Rescale the answer coordinates in the data from the line containing "Field-scouting task: mark every instance of the wooden beam" through the end: write those lines again, requests included, multiplying each point coordinate in the answers by 1.1 and rounding to whole numbers, halves up. Keep the numbers inside the requests unchanged.

──────

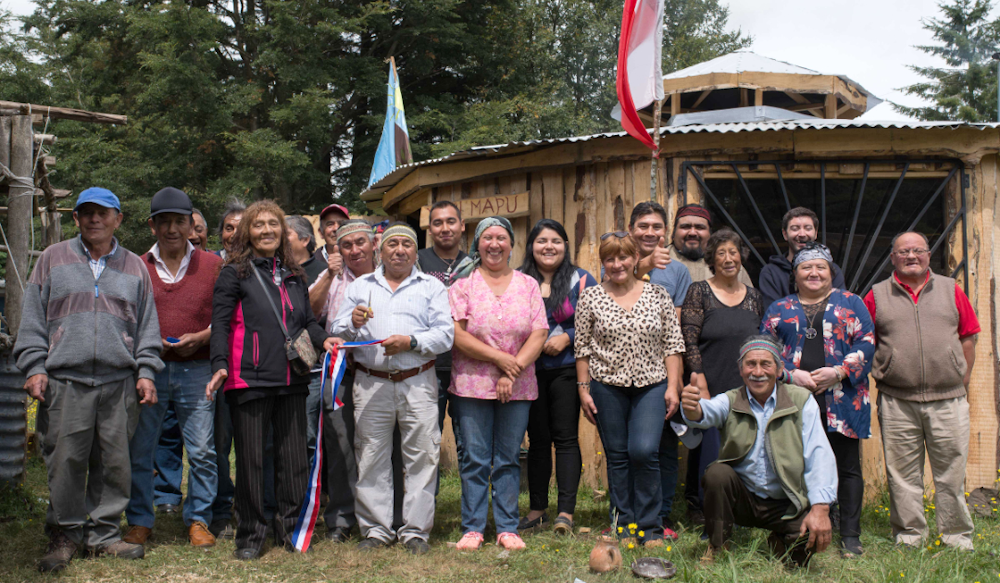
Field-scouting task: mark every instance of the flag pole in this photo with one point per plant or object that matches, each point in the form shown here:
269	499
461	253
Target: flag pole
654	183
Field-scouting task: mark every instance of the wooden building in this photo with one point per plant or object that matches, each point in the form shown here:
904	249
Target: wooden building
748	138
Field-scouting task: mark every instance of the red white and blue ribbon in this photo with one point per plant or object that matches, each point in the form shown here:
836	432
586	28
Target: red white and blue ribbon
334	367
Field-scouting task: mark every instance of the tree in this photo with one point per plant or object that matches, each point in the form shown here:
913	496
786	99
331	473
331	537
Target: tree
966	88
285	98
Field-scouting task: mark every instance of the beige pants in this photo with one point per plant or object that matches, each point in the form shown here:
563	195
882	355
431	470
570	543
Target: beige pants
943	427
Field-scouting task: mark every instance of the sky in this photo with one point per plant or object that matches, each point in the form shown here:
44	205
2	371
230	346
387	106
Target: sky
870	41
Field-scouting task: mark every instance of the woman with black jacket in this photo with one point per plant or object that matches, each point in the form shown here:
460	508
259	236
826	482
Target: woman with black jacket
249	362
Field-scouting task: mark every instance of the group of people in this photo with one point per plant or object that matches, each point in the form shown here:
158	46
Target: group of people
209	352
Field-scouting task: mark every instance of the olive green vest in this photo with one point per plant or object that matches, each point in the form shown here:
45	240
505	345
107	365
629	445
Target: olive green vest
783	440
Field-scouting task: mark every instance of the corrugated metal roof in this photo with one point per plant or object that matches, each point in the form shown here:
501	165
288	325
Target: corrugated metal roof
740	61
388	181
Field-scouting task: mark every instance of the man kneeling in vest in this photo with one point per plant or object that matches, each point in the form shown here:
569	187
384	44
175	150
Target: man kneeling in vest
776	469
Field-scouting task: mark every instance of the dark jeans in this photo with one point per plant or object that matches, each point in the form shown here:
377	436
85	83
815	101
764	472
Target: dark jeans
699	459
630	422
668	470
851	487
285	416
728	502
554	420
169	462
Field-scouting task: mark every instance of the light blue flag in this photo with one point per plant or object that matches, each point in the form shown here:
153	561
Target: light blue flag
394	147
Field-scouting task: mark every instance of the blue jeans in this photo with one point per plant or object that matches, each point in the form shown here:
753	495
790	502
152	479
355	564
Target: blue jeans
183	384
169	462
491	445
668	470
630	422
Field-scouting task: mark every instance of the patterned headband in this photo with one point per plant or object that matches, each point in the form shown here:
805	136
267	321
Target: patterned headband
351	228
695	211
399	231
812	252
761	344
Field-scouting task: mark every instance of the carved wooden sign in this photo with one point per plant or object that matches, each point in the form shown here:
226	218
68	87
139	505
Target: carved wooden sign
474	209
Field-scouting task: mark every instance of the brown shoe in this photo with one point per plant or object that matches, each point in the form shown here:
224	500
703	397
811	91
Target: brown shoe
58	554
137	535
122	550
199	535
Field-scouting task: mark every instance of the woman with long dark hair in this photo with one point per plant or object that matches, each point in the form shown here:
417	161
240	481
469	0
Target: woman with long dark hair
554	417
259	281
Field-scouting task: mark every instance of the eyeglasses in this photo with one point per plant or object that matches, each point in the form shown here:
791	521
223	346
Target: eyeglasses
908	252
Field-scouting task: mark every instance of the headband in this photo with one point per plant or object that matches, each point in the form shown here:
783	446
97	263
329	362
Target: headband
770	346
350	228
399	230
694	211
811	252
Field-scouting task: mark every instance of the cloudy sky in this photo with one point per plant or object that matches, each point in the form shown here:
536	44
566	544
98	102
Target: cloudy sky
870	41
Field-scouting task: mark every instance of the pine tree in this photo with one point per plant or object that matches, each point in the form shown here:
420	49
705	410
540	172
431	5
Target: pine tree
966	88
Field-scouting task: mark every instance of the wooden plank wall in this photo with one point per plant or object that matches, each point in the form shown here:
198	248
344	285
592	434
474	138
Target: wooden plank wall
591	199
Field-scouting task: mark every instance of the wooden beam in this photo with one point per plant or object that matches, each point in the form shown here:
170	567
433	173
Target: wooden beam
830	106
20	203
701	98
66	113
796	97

──────

**Response to this exercise**
Field-scouting task: mark every instance of the wooden beam in this photo with one point per plant or object that matches, each point in the form shown here:
170	567
433	173
Target: wooden beam
913	117
22	223
771	108
73	124
876	107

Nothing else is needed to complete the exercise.